- _Exercise_:
The exercise asks you to copy every line below in which "shirt" appears.

- _Images for object localization_:

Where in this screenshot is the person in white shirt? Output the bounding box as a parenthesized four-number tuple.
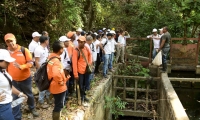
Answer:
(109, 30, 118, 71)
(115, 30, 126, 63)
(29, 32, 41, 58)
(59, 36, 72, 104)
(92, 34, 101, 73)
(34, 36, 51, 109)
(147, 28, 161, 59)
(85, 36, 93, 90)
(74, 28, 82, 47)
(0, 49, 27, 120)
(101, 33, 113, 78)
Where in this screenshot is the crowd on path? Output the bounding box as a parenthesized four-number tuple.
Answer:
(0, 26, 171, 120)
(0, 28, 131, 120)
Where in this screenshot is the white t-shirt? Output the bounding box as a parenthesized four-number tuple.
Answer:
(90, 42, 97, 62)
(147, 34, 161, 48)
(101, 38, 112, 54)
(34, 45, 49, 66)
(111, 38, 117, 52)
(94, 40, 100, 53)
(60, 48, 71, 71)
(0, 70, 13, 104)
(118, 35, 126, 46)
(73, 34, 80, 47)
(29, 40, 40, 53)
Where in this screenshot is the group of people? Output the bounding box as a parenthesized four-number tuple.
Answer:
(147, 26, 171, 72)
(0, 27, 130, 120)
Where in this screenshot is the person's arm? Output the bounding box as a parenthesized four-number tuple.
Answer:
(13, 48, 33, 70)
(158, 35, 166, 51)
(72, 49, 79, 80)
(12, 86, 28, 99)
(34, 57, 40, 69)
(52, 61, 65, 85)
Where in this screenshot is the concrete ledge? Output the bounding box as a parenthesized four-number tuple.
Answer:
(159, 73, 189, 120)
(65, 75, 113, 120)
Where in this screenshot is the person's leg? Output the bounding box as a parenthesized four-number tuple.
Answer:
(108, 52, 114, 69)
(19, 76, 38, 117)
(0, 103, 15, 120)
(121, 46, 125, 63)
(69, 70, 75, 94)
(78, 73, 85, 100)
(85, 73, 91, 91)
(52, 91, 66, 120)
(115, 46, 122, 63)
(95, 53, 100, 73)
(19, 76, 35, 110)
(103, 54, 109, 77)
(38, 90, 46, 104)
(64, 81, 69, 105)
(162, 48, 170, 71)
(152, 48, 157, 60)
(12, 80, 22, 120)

---

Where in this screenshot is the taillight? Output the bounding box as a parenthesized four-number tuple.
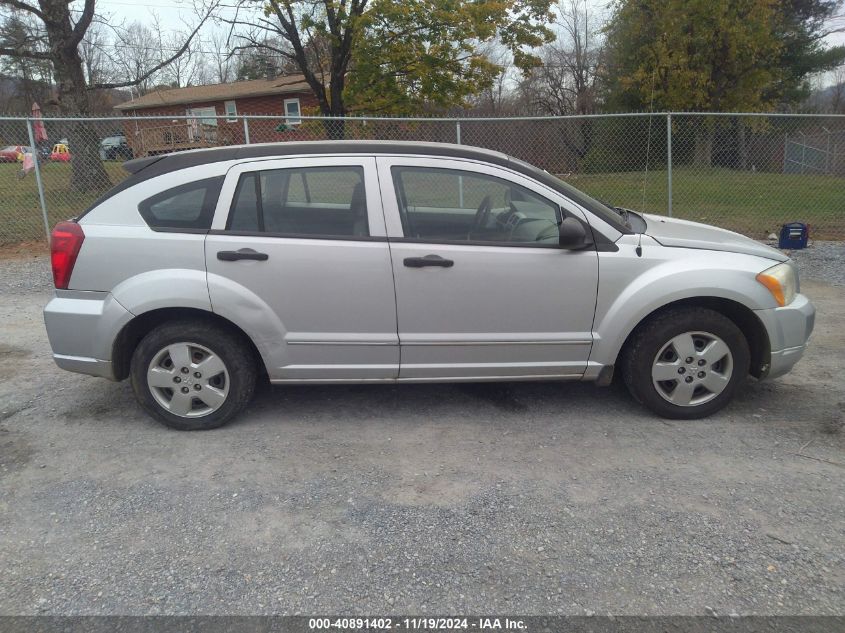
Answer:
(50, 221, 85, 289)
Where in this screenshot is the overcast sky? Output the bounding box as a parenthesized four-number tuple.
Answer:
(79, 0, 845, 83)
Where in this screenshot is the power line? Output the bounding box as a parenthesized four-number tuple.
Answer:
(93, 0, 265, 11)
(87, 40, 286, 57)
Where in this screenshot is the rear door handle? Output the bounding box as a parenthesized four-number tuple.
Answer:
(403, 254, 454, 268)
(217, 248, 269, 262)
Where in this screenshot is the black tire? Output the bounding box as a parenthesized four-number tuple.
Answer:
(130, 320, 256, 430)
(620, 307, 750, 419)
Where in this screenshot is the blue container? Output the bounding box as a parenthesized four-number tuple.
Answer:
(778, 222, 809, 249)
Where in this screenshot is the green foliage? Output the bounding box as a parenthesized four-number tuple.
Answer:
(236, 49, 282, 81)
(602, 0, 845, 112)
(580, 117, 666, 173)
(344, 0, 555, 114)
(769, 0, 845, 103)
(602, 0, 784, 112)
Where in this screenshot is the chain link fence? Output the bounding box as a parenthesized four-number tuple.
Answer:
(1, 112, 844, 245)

- _Answer space_:
Where in this screenshot is the person in white shirt? Output the bounding box as a parenthesized four-number tuple.
Where in this screenshot is the white t-shirt? Output the bounding box as a parenthesized four-number tuple.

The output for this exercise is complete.